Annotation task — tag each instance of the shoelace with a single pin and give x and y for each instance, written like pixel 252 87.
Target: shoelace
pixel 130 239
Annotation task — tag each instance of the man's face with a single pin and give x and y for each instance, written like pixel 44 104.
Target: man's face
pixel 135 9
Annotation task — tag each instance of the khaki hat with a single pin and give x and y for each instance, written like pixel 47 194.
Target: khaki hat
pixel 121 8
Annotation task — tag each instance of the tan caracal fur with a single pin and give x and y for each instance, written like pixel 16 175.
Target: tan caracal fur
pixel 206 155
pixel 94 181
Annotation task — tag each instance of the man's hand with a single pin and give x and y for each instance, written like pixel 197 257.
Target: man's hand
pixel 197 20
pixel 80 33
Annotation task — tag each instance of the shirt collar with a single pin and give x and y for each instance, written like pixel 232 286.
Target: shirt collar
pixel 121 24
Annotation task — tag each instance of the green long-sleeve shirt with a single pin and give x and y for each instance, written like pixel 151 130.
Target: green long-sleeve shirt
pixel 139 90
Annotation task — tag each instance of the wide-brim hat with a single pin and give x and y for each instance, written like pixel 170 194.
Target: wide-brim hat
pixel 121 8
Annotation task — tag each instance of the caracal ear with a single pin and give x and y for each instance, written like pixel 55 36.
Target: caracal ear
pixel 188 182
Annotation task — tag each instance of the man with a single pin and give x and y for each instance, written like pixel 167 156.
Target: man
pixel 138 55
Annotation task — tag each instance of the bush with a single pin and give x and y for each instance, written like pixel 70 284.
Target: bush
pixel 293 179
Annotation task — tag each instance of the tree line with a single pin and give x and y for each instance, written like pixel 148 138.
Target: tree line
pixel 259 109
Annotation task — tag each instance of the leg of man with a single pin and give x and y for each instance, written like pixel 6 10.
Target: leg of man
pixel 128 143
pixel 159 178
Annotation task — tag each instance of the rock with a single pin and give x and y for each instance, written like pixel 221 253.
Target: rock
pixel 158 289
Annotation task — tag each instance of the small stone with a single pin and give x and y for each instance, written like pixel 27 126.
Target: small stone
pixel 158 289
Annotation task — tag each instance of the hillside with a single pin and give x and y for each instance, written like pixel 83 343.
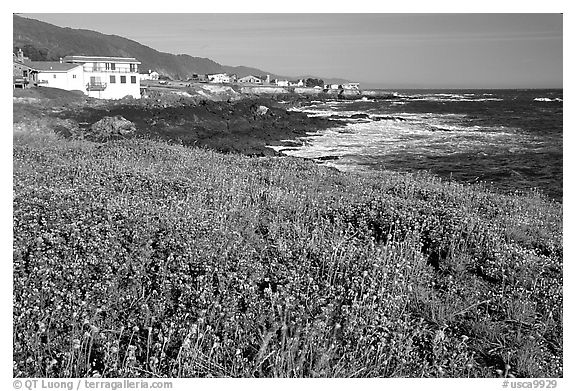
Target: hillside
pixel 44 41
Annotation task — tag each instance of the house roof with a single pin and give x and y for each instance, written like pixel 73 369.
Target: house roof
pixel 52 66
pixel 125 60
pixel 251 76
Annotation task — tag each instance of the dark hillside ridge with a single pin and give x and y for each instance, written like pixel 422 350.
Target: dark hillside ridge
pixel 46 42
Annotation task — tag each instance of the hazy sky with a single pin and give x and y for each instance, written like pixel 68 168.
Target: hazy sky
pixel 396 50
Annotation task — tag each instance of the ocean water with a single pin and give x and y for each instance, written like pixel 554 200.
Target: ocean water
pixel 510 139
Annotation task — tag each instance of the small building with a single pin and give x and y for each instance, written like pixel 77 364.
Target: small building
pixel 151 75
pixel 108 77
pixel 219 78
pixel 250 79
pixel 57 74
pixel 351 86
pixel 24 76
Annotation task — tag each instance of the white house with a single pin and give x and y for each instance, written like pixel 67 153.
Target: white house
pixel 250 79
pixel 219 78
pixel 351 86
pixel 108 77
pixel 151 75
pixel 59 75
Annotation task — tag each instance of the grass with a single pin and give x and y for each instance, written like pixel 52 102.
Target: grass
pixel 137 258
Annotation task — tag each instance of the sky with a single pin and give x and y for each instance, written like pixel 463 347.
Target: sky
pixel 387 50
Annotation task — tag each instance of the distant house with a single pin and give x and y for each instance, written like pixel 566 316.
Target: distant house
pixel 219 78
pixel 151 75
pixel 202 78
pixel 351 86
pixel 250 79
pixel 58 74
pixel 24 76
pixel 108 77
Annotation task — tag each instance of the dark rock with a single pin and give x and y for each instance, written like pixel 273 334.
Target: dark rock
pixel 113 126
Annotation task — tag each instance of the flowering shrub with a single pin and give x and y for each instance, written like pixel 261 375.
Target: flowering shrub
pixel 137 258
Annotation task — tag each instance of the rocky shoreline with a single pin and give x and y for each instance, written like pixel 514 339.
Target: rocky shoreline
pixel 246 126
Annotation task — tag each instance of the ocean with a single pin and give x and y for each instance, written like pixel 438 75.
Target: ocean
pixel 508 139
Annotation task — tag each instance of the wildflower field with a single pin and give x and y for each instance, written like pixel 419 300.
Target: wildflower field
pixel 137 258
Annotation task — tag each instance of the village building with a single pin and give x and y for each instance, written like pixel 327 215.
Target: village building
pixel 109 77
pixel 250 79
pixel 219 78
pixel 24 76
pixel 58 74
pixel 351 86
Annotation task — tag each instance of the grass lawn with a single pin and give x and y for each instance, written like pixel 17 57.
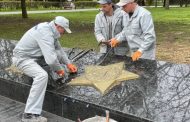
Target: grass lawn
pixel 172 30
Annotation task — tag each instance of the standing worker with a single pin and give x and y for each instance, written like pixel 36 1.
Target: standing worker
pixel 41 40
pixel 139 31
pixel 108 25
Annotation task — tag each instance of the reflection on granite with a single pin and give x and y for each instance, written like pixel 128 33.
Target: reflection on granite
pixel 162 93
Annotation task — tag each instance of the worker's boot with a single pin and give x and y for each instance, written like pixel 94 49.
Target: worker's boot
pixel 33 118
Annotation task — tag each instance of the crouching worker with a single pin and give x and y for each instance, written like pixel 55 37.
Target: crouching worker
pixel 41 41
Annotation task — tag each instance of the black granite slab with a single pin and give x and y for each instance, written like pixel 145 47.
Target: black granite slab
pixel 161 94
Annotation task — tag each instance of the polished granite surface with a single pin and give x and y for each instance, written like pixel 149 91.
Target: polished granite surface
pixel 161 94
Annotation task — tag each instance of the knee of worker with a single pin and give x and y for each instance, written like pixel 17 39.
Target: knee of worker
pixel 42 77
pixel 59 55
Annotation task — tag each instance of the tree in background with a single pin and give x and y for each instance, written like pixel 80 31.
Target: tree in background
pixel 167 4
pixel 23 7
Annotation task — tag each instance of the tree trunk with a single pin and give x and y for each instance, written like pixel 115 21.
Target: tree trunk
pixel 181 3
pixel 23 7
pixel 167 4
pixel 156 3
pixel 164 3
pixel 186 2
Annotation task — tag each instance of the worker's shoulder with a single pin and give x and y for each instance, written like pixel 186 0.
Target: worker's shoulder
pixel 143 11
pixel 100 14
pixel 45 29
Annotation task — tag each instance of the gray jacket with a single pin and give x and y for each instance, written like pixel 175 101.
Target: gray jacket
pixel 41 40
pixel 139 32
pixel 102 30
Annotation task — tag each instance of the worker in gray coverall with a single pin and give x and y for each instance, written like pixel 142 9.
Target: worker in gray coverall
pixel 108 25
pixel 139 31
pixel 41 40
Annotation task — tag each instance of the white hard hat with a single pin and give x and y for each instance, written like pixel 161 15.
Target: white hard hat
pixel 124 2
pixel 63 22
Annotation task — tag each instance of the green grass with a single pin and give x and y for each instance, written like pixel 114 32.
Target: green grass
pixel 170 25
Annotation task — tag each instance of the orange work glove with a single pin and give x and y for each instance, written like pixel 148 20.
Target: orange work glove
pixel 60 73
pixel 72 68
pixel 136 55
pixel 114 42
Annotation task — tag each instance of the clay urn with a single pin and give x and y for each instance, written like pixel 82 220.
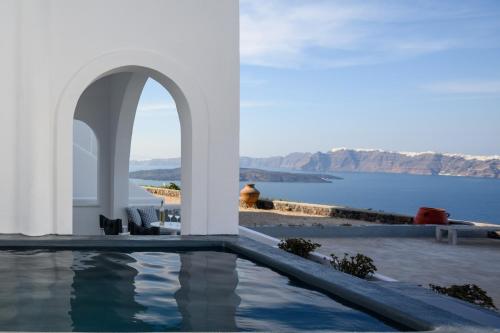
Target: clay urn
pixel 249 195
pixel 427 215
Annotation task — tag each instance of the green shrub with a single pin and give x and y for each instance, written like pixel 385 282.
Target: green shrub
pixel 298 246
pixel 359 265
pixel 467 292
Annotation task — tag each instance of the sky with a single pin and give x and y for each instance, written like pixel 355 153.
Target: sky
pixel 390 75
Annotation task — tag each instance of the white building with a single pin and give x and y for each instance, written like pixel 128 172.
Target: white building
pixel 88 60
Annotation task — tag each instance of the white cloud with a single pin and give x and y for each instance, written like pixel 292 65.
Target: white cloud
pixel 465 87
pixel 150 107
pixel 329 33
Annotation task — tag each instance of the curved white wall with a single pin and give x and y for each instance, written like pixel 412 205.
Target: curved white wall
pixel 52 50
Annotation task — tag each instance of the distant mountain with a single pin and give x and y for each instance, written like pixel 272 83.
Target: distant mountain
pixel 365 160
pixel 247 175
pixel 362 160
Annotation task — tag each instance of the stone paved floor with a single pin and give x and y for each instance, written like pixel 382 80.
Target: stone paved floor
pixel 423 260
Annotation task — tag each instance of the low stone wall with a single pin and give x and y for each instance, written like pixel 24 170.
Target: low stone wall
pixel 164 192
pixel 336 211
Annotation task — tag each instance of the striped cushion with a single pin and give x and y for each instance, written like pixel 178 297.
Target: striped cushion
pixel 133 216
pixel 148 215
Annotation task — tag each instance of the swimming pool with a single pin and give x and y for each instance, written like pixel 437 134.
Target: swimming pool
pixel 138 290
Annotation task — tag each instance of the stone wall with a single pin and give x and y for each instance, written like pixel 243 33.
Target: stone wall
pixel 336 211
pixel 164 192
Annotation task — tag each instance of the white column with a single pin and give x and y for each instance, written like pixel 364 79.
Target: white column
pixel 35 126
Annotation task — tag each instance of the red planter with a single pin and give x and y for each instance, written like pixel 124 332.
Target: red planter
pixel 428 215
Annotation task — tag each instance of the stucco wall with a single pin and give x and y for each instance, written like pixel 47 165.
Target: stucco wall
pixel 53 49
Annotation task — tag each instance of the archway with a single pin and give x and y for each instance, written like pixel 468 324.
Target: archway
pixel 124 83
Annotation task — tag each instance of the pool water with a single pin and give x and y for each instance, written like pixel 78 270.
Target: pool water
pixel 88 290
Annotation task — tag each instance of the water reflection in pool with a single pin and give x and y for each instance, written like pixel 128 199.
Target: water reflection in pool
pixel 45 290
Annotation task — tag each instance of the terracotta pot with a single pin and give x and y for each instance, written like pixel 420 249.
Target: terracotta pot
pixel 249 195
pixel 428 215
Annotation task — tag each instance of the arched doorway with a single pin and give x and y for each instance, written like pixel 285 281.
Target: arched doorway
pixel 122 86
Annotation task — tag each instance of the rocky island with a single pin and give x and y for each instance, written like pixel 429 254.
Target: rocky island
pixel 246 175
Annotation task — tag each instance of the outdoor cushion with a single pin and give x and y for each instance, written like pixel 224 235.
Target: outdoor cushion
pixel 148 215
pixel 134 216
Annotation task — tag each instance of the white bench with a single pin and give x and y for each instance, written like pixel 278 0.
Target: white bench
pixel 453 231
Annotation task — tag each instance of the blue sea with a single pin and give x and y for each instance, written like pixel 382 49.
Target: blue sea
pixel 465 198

◆ WHAT YOU HAVE TO DO
Set out the records as a numbered list, starting at the line containing "Annotation task — tag each instance of the man with" and ending at the line containing "pixel 259 109", with both of those lines included and any blank lines omitted.

◆ EXERCISE RESULT
1. Annotation task — tag each instance of the man with a single pin and give x and y for each instance, written like pixel 167 156.
2. Target: man
3. pixel 138 55
4. Annotation task — tag each instance of the bush with a single pin and give x and y for each instance, written like pixel 70 284.
5. Target: bush
6. pixel 293 179
7. Annotation task — tag each instance of the tree line with a single pin and give x and y for each instance, written like pixel 148 138.
8. Target: tree line
9. pixel 259 109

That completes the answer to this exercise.